- _Work required_
Reproduce all of the material word for word.

--- START Supplied material ---

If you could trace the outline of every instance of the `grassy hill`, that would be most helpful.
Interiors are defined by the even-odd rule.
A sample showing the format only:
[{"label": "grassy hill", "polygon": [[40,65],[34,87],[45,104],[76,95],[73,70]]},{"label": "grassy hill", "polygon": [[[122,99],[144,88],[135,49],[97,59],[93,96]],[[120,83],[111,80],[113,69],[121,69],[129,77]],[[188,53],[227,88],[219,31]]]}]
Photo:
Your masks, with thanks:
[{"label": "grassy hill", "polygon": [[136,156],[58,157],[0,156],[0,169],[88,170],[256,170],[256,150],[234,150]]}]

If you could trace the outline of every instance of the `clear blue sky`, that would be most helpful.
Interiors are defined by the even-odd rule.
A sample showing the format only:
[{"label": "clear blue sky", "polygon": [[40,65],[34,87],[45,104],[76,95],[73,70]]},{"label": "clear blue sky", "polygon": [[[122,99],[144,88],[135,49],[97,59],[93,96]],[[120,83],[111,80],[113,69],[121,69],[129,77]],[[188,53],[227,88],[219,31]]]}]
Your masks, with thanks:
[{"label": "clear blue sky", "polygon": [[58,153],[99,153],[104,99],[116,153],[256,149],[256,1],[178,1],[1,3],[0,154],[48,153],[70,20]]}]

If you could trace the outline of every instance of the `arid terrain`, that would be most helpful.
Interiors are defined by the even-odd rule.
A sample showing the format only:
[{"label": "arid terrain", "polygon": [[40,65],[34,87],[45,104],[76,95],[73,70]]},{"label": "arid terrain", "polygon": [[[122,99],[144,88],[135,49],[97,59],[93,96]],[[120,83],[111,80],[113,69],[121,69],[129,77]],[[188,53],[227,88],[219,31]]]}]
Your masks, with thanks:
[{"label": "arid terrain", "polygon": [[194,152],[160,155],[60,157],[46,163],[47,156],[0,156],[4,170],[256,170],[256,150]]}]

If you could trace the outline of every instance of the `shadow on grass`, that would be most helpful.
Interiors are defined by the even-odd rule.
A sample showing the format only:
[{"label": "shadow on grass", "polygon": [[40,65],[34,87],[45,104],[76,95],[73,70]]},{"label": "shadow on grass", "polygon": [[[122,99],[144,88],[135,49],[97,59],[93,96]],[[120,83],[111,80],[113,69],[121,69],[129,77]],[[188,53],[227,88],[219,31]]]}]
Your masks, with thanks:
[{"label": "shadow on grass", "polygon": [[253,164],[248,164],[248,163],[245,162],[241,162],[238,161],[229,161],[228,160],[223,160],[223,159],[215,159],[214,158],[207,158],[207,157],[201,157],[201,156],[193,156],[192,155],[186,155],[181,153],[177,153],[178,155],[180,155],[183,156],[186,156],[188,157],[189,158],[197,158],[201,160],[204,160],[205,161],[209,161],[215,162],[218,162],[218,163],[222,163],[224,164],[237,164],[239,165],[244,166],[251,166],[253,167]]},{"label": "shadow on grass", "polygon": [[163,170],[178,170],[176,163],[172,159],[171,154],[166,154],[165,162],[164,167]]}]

--- END Supplied material ---

- _Worked answer_
If you could trace the outline of every instance of the `grassy hill`, that would be most helpful.
Interiors are defined by the even-odd rule.
A sample showing the format only:
[{"label": "grassy hill", "polygon": [[40,65],[34,87],[45,104],[76,95],[73,70]]},{"label": "grassy hill", "polygon": [[[122,99],[144,88],[135,49],[97,59],[93,96]],[[120,83],[111,80],[113,69],[121,69],[129,77]],[[188,53],[227,88],[219,31]]]}]
Photo:
Your masks, with thanks:
[{"label": "grassy hill", "polygon": [[136,156],[58,157],[0,156],[0,169],[88,170],[256,170],[256,150],[234,150]]}]

If you could trace the outline of every instance of the `clear blue sky`, that would be most helpful.
Interiors are defined by the even-odd rule.
A sample showing the format only:
[{"label": "clear blue sky", "polygon": [[40,65],[34,87],[45,104],[76,95],[73,70]]},{"label": "clear blue sky", "polygon": [[[122,99],[144,88],[135,49],[97,59],[93,96]],[[120,83],[111,80],[113,69],[121,69],[129,77]],[[188,53],[227,88],[219,31]]]}]
Your masks, with thanks:
[{"label": "clear blue sky", "polygon": [[58,153],[99,153],[104,99],[116,153],[256,149],[256,1],[178,1],[1,3],[0,154],[48,153],[70,20]]}]

If you could trace the outline of every instance of the `arid terrain`, that would be most helpful.
Interiors are defined by the even-odd rule.
A sample showing the format only:
[{"label": "arid terrain", "polygon": [[40,65],[34,87],[45,104],[76,95],[73,70]]},{"label": "arid terrain", "polygon": [[[122,99],[144,88],[135,49],[97,59],[93,96]],[[120,83],[111,80],[113,69],[121,69],[129,77]],[[188,53],[227,88],[219,31]]]}]
Your masks, with thanks:
[{"label": "arid terrain", "polygon": [[194,152],[160,155],[60,157],[46,163],[47,156],[0,156],[4,170],[256,170],[256,150]]}]

If you could trace the outline of every instance of the `shadow on grass`, that would be most helpful.
Interiors are defined by the even-odd rule.
A sample showing the format only:
[{"label": "shadow on grass", "polygon": [[40,65],[34,87],[45,104],[76,95],[73,70]]},{"label": "shadow on grass", "polygon": [[[122,99],[144,88],[135,49],[97,59],[93,96]],[[120,83],[111,80],[113,69],[121,69],[129,77]],[[188,53],[227,88],[219,31]]]}]
Your masks, with thanks:
[{"label": "shadow on grass", "polygon": [[253,164],[248,164],[248,163],[245,162],[241,162],[238,161],[229,161],[228,160],[223,160],[223,159],[215,159],[214,158],[207,158],[207,157],[201,157],[201,156],[193,156],[192,155],[186,155],[181,153],[177,153],[178,155],[180,155],[183,156],[186,156],[188,157],[189,158],[197,158],[201,160],[204,160],[205,161],[209,161],[215,162],[218,162],[218,163],[222,163],[224,164],[237,164],[239,165],[244,166],[251,166],[253,167]]},{"label": "shadow on grass", "polygon": [[163,170],[178,170],[176,163],[172,159],[171,154],[166,154],[165,162],[164,167]]}]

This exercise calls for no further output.